_Objective 1_. Copy out the records below word for word, from the line with "Pin each instance of the roof of car" through the last line of the records.

You can run from the disappointments you’re trying to forget. But it’s only when you embrace your past, that you truly move forward.
I recently watched the movie Now and Then. I hadn’t seen this movie is years. I remember as a bored twelve year old catching it on television one summer vacation and I just couldn’t get enough of it. It was airing on a premium movie channel (I can’t remember if it was HBO or Showtime or Cinemax), but as all premium movies channels do, they tend to replay every movie twice or three times in one week, so I watched and watched the movie maybe a dozen times that summer. I loved it. It became my new favorite.
I particularly loved the characters. If you haven’t seen it, it’s about four twelve year old girls–best friends–and a summer that seemed to change all of their lives in a significant way. Each girl had their own personality, but I was particularly drawn to the main character–the narrator of the tale–Samantha. (Though, I swear I thought I would love Christina Ricci’s character Roberta, just because it was Christina Ricci). I saw myself in Samantha, which looking back on it now, is a little weird to me, but not at the same time. Samantha was weird. She was into science fiction and the supernatural. She loved the mystery of Dear Johnny and while her friends thought she was a bit weird, they still accepted her. She kept her dysfunctional family life to herself and it took awhile to tell her friends that her parents were getting a divorce. On the surface, I had nothing in common with her. I didn’t know her family struggles and our interests were completely opposite. But there was just something about her that I was drawn too.

_Objective 2_. In the piece about the movie Now and Then, which character did the writer see themselves in?

_Supplied records_.
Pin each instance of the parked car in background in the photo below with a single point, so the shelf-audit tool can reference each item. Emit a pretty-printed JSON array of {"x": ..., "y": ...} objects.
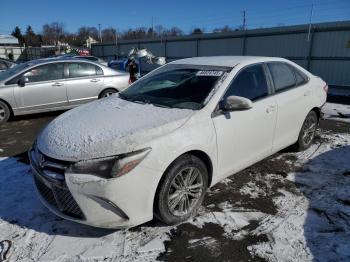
[
  {"x": 6, "y": 64},
  {"x": 155, "y": 148},
  {"x": 55, "y": 84}
]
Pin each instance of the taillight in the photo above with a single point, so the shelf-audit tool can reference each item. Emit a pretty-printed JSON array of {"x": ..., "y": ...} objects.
[{"x": 325, "y": 88}]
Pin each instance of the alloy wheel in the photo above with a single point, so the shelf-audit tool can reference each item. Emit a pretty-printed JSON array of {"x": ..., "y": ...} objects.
[
  {"x": 2, "y": 113},
  {"x": 107, "y": 94},
  {"x": 185, "y": 191}
]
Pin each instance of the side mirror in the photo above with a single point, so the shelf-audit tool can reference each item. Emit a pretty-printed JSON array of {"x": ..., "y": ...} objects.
[
  {"x": 22, "y": 81},
  {"x": 233, "y": 103}
]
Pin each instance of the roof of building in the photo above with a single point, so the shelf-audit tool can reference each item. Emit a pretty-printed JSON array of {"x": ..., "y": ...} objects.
[{"x": 8, "y": 39}]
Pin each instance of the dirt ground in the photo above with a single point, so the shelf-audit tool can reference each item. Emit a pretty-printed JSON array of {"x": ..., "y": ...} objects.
[{"x": 242, "y": 218}]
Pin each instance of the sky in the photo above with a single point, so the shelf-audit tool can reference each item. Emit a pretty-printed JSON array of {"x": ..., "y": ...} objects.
[{"x": 187, "y": 15}]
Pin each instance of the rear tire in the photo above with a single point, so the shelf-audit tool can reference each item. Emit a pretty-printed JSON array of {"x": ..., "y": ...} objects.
[
  {"x": 5, "y": 112},
  {"x": 108, "y": 92},
  {"x": 181, "y": 190},
  {"x": 307, "y": 132}
]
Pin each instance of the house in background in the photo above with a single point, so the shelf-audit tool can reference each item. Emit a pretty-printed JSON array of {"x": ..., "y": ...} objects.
[{"x": 8, "y": 40}]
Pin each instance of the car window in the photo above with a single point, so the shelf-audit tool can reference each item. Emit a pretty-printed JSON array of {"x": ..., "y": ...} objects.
[
  {"x": 299, "y": 76},
  {"x": 249, "y": 83},
  {"x": 83, "y": 69},
  {"x": 47, "y": 72},
  {"x": 282, "y": 76},
  {"x": 178, "y": 86}
]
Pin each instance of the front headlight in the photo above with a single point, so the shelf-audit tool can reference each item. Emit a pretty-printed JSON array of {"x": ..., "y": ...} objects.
[{"x": 110, "y": 167}]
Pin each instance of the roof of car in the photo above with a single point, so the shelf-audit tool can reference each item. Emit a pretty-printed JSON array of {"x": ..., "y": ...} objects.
[
  {"x": 229, "y": 61},
  {"x": 57, "y": 59}
]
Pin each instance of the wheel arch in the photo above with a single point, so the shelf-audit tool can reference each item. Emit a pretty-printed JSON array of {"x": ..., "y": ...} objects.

_Solution 1_.
Pin each instance of the roof of car in the photo above with a single point, so the shelf-audit tool can reference each item. Emit a pretty-printed JSON array of {"x": ..., "y": ...} objects.
[
  {"x": 229, "y": 61},
  {"x": 57, "y": 59}
]
Pin each instance of the wheel arch in the photo above with a single point, so the shelf-audit tool can reference each item. Emit a pretty-printed JSON array of {"x": ..., "y": ...} objects.

_Solution 2_. Samantha